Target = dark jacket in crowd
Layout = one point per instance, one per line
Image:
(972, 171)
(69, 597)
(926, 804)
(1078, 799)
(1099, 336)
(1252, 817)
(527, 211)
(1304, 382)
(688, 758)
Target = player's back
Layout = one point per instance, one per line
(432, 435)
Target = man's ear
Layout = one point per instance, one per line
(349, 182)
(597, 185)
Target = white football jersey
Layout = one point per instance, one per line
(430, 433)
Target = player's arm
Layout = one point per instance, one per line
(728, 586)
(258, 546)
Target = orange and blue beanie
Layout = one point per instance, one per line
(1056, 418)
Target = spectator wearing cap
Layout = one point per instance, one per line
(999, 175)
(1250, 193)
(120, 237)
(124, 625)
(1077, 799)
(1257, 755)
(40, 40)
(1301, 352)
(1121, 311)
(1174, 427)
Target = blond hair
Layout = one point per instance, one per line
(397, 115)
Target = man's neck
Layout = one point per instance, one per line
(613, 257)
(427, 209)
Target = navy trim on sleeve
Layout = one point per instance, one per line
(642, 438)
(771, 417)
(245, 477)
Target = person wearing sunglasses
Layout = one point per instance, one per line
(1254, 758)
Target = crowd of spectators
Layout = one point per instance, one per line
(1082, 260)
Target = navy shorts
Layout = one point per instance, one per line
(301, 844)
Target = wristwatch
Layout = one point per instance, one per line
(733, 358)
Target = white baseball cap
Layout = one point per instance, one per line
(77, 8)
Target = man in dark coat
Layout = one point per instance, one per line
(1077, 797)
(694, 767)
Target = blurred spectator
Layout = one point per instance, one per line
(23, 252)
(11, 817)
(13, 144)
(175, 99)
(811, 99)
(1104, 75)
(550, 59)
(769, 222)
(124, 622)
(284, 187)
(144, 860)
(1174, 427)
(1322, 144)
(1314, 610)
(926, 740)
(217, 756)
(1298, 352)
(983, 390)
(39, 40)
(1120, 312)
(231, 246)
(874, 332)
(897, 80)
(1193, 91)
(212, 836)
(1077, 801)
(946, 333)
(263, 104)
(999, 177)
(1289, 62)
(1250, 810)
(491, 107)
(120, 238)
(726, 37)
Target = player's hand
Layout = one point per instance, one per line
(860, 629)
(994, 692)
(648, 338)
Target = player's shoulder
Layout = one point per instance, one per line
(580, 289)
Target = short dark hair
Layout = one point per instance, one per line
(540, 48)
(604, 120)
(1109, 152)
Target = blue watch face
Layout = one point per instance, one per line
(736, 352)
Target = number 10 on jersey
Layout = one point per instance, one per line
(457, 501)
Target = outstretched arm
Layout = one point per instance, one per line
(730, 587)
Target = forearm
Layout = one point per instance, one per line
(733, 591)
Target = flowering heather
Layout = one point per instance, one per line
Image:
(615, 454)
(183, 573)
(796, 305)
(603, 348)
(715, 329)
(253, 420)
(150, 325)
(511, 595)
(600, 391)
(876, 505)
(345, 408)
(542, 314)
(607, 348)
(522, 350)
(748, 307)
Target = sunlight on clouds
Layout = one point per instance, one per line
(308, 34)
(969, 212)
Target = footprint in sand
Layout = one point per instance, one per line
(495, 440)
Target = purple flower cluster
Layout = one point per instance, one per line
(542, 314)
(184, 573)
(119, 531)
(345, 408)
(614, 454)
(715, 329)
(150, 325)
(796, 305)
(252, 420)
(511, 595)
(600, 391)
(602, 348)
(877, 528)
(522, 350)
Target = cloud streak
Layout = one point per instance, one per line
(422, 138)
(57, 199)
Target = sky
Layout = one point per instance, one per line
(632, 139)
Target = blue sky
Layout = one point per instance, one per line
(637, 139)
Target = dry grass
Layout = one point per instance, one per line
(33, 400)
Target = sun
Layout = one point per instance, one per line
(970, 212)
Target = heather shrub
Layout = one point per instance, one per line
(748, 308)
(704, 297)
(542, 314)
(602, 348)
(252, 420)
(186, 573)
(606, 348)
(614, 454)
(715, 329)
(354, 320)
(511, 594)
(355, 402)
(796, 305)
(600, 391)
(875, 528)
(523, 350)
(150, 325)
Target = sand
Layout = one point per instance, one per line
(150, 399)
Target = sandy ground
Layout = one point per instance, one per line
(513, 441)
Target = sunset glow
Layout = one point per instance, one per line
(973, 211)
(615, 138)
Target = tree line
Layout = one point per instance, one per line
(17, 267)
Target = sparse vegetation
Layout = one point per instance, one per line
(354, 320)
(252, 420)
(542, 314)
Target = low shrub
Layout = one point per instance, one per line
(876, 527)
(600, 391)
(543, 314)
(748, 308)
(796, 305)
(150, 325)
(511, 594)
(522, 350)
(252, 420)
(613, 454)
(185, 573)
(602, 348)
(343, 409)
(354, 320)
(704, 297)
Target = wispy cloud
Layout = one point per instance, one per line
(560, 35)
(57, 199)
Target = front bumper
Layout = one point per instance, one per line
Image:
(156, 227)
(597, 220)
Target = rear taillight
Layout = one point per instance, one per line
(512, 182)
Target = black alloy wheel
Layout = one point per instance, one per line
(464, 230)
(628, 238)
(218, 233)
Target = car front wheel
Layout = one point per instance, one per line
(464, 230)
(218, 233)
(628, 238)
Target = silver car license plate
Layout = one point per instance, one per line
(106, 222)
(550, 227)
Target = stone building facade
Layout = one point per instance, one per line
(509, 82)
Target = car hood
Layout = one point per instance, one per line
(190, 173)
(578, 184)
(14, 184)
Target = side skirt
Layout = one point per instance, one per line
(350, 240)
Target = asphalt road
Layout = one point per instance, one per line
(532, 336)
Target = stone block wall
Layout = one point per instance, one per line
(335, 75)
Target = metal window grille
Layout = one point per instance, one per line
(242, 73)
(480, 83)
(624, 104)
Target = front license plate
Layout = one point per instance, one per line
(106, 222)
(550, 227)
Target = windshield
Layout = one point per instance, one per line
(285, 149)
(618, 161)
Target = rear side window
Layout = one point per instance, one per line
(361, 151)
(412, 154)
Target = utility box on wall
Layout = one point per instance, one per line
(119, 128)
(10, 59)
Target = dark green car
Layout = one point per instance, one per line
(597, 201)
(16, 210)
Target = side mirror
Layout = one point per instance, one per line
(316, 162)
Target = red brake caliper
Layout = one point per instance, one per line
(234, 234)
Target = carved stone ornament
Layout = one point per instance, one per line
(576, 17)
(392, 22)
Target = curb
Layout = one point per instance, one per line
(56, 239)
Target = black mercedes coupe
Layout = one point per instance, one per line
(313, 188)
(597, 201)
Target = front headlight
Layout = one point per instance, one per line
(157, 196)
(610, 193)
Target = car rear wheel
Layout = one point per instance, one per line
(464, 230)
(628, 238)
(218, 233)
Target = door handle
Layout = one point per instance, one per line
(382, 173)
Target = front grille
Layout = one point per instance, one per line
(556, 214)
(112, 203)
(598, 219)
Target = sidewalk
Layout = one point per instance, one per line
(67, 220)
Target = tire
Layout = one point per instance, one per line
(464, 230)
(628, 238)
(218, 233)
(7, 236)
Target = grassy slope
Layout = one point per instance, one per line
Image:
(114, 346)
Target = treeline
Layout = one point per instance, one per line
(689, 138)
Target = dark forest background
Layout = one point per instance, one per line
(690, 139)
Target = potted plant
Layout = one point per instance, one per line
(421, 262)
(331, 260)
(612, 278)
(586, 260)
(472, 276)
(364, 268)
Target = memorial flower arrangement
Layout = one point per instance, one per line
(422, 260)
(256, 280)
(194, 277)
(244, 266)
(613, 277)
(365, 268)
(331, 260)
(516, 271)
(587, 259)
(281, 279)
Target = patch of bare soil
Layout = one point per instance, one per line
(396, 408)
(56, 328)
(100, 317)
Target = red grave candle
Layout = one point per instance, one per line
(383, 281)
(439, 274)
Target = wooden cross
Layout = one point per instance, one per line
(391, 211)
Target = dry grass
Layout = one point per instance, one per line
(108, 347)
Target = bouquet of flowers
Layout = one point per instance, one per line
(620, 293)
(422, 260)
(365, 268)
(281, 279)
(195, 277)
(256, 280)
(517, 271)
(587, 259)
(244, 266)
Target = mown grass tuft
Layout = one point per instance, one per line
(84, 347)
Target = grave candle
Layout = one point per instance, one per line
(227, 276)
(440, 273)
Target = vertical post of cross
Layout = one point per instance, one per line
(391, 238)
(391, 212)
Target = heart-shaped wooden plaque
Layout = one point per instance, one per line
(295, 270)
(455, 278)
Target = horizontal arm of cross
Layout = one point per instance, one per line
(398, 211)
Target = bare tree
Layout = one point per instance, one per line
- - - - - - -
▸ What is needed
Express the stretch of the records from their start through the line containing "(1056, 418)" as a Markdown table with the columns No. and Entry. Give each line its row number and omit blank lines.

▸ Solution to the exercise
| No. | Entry |
|---|---|
| 1 | Target = dark jacket in crowd |
| 2 | Layout = one point per instance, one per line |
| 3 | Image: |
| 4 | (972, 171) |
| 5 | (69, 597) |
| 6 | (926, 804) |
| 7 | (1078, 799) |
| 8 | (1099, 336) |
| 9 | (1252, 817) |
| 10 | (527, 211) |
| 11 | (1304, 382) |
| 12 | (688, 758) |
| 13 | Target = player's back |
| 14 | Layout = one point per instance, one per line |
| 15 | (432, 435) |
| 16 | Target = man's ear |
| 17 | Layout = one point per instance, one per line |
| 18 | (349, 182) |
| 19 | (597, 185) |
| 20 | Target = white football jersey |
| 21 | Layout = one point per instance, one per line |
| 22 | (430, 433) |
| 23 | Target = player's arm |
| 24 | Layout = one point per instance, one per line |
| 25 | (728, 586) |
| 26 | (258, 546) |
| 27 | Target = orange and blue beanie |
| 28 | Layout = one point per instance, one per line |
| 29 | (1056, 418) |